• [Aufgabendetails]:
In welchen Prinzipien lässt sich Demokratie laut dem Textauszug zur guten Regierungsführung vor allem finden?
::: Textauszug
Hieraus schloss man auf eine Abwesenheit von funktionsfähigen Institutionen, Prinzipien und Strukturen, deren Gesamtheit als „Governance“ bezeichnet wurde – und als „Good Governance“, wenn sie besonders gut funktionierte. Eine einheitliche Definition guter Regierungsführung gibt es – selbst innerhalb der einzelnen Organisationen – nicht. Die Prinzipien der guten Regierungsführung beinhalten jedoch allgemein: Verwaltungstransparenz, Effizienz, Partizipation, Verantwortlichkeit, Marktwirtschaft, Rechtsstaatlichkeit und Gerechtigkeit. Demokratie wird dabei oft nicht explizit angeführt, liegt jedoch dem normativen Konzept der guten Regierungsführung zu Grunde und kann vor allem in den Punkten Transparenz und Partizipation gefunden werden. Die Errichtung bzw. Entwicklung von Institutionen und Strukturen, die zur Umsetzung und Erreichung dieser Prinzipien führen, wurde bald zur Voraussetzung für weitere Zahlungen.

Gute Regierungsführung ist also eher eine Sammlung von Methoden und Instrumenten, die normativ bestimmte Steuerungsprinzipien und -formen bevorzugen. Damit sei - insbesondere in Zusammenhang mit Themen der politischen Führung in Entwicklungsländern - ein Referenzsystem gegeben, auf dessen Grundlage sich die Qualität politischer Führung und Steuerung bewerten lasse. In neuester Zeit wird der Begriff „Good Governance“ auch im Rahmen von Konzepten der Verwaltungsethik rezipiert und diskutiert.
::::::
::: Datenabschnitt
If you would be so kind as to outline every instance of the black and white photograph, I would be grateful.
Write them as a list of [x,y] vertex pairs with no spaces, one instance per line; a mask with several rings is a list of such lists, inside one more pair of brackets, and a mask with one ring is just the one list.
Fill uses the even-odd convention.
::::::
• [Lösung]:
In Transparenz und Partizipation.